◆ Given task: Extract each line from the entries below that contains the word "white".

(Records contained in a dataset)
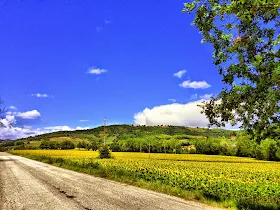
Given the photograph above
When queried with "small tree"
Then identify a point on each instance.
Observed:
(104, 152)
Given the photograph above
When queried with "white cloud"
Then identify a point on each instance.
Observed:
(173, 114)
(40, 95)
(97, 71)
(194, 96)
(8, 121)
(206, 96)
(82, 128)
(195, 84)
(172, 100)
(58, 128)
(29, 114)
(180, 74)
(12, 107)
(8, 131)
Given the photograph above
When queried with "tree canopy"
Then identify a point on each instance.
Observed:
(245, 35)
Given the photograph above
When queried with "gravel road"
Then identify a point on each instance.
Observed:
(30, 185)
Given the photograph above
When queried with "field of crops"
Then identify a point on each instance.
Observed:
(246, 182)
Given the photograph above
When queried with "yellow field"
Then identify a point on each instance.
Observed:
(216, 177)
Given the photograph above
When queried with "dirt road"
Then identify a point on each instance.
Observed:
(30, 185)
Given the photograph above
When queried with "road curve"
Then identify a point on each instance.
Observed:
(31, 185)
---
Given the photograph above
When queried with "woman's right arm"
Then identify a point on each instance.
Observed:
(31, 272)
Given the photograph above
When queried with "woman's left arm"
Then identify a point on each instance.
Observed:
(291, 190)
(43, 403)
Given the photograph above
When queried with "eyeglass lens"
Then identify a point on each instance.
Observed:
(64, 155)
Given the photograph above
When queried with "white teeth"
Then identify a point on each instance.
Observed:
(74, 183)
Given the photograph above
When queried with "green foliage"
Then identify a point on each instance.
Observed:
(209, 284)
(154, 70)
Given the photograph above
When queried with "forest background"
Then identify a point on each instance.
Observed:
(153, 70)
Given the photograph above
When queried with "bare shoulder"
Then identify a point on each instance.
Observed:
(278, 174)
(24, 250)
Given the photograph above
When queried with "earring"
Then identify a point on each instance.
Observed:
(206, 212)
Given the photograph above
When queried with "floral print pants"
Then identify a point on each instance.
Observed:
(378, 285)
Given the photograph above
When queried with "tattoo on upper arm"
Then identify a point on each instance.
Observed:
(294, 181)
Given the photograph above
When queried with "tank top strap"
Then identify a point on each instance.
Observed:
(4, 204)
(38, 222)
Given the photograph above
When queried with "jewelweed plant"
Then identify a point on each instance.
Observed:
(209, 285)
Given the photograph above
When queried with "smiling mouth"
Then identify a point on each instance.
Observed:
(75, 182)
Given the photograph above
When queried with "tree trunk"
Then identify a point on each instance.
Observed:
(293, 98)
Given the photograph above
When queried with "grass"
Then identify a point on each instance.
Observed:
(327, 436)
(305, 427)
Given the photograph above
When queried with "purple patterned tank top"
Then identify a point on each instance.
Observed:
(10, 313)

◆ Result for this task:
When queried with "white cloud"
When queried with "white teeth"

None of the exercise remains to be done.